----- Source excerpt -----

Aer Lingus now agrees it needs a partner but, sadly, nobody is calling and they cannot find one. It is not that difficult. One could make three calls to Air France, Lufthansa and BA. What is taking them so long? Aer Lingus knows how to compete with Ryanair but repeatedly withdraws. It has called our offer of €1.40 per share pathetic. I ask the committee to ask its representatives if our offer of €1.40 is pathetic and how they describe their share price in November which was less than €1 before Ryanair's offer. Aer Lingus says that Ryanair's offer will mean desolation at Ireland's airports and higher fares. Coming from the people who previously pulled out of Shannon, Knock, Kerry and almost all of Ireland's regional airports, this is pretty bloody rich.
I will deal with the partnership issue. Thankfully, the chairman of Aer Lingus in his interview in The Irish Times on 12 December, finally agrees that Aer Lingus needs a partner. I refer to page 20. This is a bit of volte face on what the management of Aer Lingus has been telling all and sundry for the past two weeks, namely, that they have an independent strategy but clearly, the chairman does not because he said in The Irish Times that he vowed to find a friendly investor who will take a majority stake. I understand from this morning’s newspaper that some 24 year old in Wicklow might provide that friendly investor. I say, God speed, let us have a competition and let us really make a comparison as to who has the valid vision for the future of Aer Lingus. It was stated that Aer Lingus can get a new shareholder to ensure that Ryanair never gets the 51%. I say, God speed, get on with it. Let us provide the Government and the other Aer Lingus stakeholders with that alternative. The Chairman said, “I have not seen any perfect partner yet that I would be happy to support”. He is the chairman — what is he doing about it? He should get on with it.

----- Data section -----

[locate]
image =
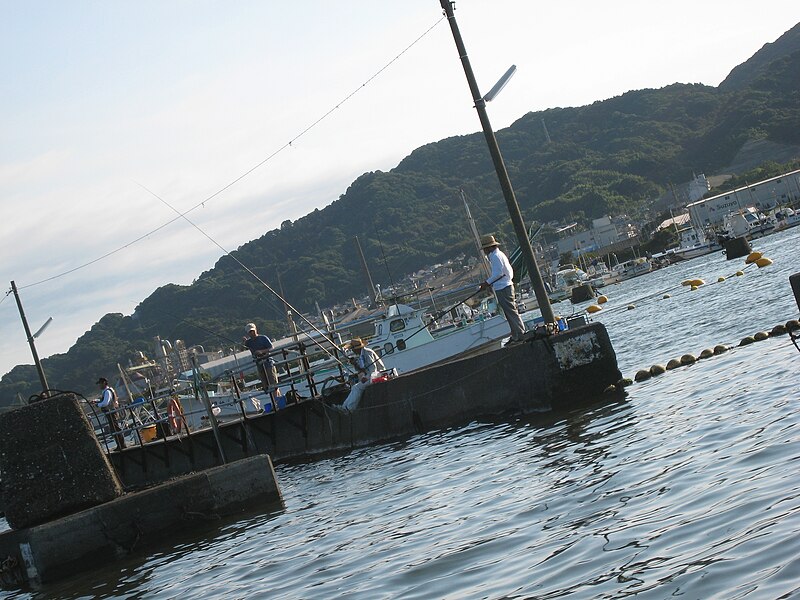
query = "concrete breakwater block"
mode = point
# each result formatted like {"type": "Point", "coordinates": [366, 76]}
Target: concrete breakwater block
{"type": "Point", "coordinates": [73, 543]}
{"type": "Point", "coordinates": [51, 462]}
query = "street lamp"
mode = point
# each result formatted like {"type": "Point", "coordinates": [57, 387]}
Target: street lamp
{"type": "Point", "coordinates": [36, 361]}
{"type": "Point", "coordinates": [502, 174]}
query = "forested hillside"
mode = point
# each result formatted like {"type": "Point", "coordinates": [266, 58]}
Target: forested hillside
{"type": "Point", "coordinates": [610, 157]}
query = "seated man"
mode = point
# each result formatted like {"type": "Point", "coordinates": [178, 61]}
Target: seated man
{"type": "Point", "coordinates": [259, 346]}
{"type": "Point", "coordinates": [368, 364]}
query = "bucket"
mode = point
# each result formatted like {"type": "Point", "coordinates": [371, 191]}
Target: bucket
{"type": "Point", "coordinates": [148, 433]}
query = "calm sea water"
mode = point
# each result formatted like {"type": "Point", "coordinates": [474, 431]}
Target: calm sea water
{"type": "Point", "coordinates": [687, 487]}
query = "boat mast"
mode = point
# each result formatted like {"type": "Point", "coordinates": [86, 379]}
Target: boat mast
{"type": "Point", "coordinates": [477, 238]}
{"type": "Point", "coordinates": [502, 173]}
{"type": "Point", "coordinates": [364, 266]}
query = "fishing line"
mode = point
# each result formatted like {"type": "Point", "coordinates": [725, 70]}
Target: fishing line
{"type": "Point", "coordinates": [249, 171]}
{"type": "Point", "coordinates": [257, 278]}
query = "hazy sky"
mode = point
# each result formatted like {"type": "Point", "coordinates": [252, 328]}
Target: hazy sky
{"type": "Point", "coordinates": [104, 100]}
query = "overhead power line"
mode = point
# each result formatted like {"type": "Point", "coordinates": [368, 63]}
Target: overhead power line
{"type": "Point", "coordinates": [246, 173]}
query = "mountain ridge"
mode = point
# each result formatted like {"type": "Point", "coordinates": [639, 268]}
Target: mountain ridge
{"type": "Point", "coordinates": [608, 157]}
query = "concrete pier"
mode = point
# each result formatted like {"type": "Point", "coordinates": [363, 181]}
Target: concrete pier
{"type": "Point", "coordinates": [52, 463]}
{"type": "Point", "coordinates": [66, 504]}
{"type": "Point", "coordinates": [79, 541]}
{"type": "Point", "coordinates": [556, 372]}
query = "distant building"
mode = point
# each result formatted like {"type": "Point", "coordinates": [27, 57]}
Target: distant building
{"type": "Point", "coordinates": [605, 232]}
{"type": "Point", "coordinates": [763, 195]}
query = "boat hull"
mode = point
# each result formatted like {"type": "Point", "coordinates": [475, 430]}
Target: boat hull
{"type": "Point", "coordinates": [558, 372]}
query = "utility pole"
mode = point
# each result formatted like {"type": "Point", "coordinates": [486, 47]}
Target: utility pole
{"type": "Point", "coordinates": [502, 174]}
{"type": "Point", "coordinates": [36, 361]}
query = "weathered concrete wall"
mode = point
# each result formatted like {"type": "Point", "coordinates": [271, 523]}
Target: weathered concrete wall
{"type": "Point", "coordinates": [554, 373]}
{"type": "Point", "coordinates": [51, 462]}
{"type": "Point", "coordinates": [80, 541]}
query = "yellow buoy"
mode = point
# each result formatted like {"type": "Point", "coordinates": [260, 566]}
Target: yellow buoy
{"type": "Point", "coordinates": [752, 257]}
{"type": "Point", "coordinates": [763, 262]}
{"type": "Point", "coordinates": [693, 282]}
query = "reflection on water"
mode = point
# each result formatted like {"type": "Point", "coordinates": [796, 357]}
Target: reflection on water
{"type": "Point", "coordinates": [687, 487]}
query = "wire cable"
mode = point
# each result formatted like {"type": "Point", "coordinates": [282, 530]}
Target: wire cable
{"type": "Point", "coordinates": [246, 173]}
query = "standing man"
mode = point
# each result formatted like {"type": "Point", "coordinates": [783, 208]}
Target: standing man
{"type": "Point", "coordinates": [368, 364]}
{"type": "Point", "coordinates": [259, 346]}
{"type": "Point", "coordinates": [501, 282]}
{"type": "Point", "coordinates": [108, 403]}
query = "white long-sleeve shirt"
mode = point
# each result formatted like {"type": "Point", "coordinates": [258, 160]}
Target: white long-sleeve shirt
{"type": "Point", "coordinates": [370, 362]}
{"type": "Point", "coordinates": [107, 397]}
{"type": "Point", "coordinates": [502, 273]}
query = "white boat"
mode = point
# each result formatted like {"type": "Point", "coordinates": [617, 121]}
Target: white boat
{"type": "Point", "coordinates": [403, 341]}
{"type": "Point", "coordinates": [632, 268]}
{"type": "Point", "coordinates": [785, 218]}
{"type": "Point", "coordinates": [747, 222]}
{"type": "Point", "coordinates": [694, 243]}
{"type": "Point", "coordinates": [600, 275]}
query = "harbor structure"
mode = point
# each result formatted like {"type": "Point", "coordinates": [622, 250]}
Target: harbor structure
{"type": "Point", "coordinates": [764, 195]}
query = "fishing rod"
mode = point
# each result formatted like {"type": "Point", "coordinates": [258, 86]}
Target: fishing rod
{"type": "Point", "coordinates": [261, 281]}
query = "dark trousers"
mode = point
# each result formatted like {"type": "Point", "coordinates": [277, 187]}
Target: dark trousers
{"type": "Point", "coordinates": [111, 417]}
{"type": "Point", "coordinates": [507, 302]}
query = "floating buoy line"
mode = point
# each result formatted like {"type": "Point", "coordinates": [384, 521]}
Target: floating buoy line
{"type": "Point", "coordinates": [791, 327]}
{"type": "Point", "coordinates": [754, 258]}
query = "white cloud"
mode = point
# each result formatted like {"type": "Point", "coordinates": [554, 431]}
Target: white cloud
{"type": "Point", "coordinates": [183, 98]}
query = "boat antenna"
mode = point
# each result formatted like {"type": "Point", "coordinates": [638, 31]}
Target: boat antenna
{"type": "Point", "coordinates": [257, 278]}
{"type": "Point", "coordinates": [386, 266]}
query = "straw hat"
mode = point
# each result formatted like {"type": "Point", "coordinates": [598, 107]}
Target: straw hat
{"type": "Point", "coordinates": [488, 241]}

-----

◆ Exercises:
(a) In the passage about Aer Lingus, what did the chairman vow in The Irish Times to find?
(b) Reproduce the passage about Aer Lingus word for word, from "Aer Lingus now" up to and including "pretty bloody rich.".

◆ Responses to the exercise:
(a) He vowed to find a friendly investor who will take a majority stake.

(b)
Aer Lingus now agrees it needs a partner but, sadly, nobody is calling and they cannot find one. It is not that difficult. One could make three calls to Air France, Lufthansa and BA. What is taking them so long? Aer Lingus knows how to compete with Ryanair but repeatedly withdraws. It has called our offer of €1.40 per share pathetic. I ask the committee to ask its representatives if our offer of €1.40 is pathetic and how they describe their share price in November which was less than €1 before Ryanair's offer. Aer Lingus says that Ryanair's offer will mean desolation at Ireland's airports and higher fares. Coming from the people who previously pulled out of Shannon, Knock, Kerry and almost all of Ireland's regional airports, this is pretty bloody rich.